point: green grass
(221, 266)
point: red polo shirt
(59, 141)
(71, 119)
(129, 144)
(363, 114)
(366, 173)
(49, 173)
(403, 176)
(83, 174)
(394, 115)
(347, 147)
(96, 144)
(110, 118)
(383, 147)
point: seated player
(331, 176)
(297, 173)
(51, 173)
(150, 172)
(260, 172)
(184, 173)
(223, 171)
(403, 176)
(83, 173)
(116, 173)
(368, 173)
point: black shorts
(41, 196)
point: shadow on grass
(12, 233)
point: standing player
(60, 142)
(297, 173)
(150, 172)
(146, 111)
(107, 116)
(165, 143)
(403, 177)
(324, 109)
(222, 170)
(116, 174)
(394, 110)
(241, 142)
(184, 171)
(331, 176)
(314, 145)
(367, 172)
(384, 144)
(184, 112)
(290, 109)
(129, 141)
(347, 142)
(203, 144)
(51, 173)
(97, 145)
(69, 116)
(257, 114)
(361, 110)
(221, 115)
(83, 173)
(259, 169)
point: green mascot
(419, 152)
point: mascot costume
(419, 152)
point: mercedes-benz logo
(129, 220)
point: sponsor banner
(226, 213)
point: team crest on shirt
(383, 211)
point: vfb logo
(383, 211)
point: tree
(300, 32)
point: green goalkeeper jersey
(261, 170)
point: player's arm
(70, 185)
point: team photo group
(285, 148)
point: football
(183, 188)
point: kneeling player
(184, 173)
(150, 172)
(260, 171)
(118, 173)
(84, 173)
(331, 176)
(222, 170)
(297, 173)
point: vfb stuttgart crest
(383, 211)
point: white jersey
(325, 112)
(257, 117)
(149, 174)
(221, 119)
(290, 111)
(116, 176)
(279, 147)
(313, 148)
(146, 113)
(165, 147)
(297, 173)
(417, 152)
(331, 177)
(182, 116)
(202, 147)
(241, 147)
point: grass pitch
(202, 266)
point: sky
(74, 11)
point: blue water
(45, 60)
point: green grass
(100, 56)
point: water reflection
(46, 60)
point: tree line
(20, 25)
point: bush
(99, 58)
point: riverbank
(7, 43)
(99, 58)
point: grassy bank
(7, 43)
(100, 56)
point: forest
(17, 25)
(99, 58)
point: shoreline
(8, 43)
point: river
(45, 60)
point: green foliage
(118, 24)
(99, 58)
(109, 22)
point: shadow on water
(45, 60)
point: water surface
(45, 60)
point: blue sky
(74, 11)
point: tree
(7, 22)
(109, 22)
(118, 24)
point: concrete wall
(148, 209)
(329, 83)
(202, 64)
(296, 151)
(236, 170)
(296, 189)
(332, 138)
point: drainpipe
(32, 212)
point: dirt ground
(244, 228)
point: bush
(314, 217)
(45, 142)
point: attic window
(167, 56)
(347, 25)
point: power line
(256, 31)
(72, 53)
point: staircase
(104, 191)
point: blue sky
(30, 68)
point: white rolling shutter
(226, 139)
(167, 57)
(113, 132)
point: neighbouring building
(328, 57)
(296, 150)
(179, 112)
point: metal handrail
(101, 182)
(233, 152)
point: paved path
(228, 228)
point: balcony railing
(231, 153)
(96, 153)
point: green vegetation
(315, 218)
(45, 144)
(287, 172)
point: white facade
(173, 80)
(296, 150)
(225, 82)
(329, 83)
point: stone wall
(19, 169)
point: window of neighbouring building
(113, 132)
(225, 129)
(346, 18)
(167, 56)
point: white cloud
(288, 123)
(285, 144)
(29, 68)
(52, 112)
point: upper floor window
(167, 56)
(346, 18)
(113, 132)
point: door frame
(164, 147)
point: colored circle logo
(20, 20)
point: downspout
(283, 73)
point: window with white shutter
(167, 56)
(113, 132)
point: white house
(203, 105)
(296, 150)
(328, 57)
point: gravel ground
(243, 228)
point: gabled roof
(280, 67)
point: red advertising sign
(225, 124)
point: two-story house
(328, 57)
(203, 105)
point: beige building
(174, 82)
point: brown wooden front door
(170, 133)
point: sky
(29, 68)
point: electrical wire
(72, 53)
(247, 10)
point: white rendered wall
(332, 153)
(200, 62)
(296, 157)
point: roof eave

Work to be completed:
Print the whole listing again, exactly.

Task result:
point: green grass
(221, 266)
point: red polo shirt
(59, 141)
(71, 119)
(129, 144)
(363, 114)
(366, 173)
(49, 173)
(403, 176)
(83, 174)
(394, 115)
(347, 147)
(96, 144)
(110, 118)
(383, 147)
point: seated player
(331, 176)
(297, 173)
(51, 173)
(150, 172)
(260, 172)
(184, 173)
(223, 171)
(403, 176)
(83, 173)
(116, 173)
(368, 173)
point: black shorts
(41, 196)
point: shadow on grass
(12, 233)
point: standing player
(60, 142)
(297, 173)
(150, 172)
(146, 111)
(107, 116)
(165, 143)
(403, 177)
(324, 109)
(222, 170)
(116, 174)
(394, 110)
(241, 142)
(184, 171)
(331, 176)
(314, 145)
(367, 172)
(384, 144)
(184, 112)
(290, 109)
(129, 141)
(347, 142)
(203, 144)
(51, 173)
(97, 145)
(69, 116)
(257, 114)
(361, 110)
(221, 115)
(83, 173)
(259, 169)
point: green mascot
(419, 152)
point: mascot costume
(419, 152)
point: mercedes-benz logo
(129, 220)
point: sponsor banner
(226, 213)
point: team crest on shirt
(383, 211)
point: vfb logo
(383, 211)
point: tree
(300, 32)
point: green goalkeeper jersey
(261, 170)
point: player's arm
(70, 185)
point: team photo group
(285, 148)
point: football
(183, 188)
point: kneeling player
(184, 173)
(150, 172)
(260, 171)
(118, 173)
(84, 173)
(331, 176)
(222, 170)
(297, 173)
point: vfb stuttgart crest
(383, 211)
point: white jersey
(325, 112)
(257, 117)
(149, 174)
(221, 119)
(290, 111)
(116, 176)
(279, 147)
(313, 148)
(146, 113)
(165, 147)
(297, 173)
(417, 152)
(331, 177)
(182, 116)
(202, 147)
(241, 147)
point: grass pitch
(202, 266)
point: sky
(74, 11)
point: blue water
(45, 60)
point: green grass
(100, 56)
point: water reflection
(46, 60)
point: tree line
(20, 25)
point: bush
(99, 58)
point: riverbank
(7, 43)
(99, 58)
point: grassy bank
(7, 43)
(100, 56)
point: forest
(17, 25)
(99, 58)
point: shoreline
(8, 43)
point: river
(45, 60)
point: green foliage
(118, 24)
(99, 58)
(109, 22)
point: shadow on water
(45, 60)
point: water surface
(45, 60)
point: blue sky
(74, 11)
point: tree
(7, 22)
(109, 22)
(118, 24)
point: concrete wall
(148, 209)
(329, 83)
(202, 64)
(296, 151)
(236, 170)
(296, 189)
(332, 138)
point: drainpipe
(32, 212)
point: dirt ground
(244, 228)
point: bush
(314, 217)
(45, 142)
point: attic window
(167, 56)
(347, 25)
point: power line
(256, 31)
(72, 53)
point: staircase
(104, 191)
point: blue sky
(30, 68)
point: white rolling shutter
(226, 139)
(167, 57)
(113, 132)
point: neighbouring building
(328, 57)
(296, 150)
(179, 112)
point: metal handrail
(101, 182)
(233, 152)
point: paved path
(228, 228)
point: balcony railing
(231, 153)
(96, 153)
point: green vegetation
(315, 218)
(45, 144)
(287, 172)
point: white facade
(173, 80)
(296, 150)
(225, 82)
(329, 83)
point: stone wall
(19, 169)
point: window of neighbouring building
(113, 132)
(225, 129)
(346, 18)
(167, 56)
point: white cloud
(288, 123)
(285, 144)
(29, 68)
(52, 112)
point: upper floor window
(167, 56)
(346, 18)
(113, 132)
point: door frame
(164, 147)
point: colored circle logo
(20, 20)
point: downspout
(283, 73)
point: window with white shutter
(167, 56)
(113, 132)
point: white house
(203, 105)
(296, 150)
(328, 57)
point: gravel ground
(243, 228)
point: gabled roof
(280, 67)
point: red advertising sign
(225, 124)
point: two-story house
(328, 57)
(203, 105)
point: beige building
(174, 82)
point: brown wooden front door
(170, 133)
point: sky
(29, 68)
point: electrical wire
(72, 53)
(247, 10)
point: white rendered wall
(332, 153)
(200, 62)
(296, 157)
point: roof eave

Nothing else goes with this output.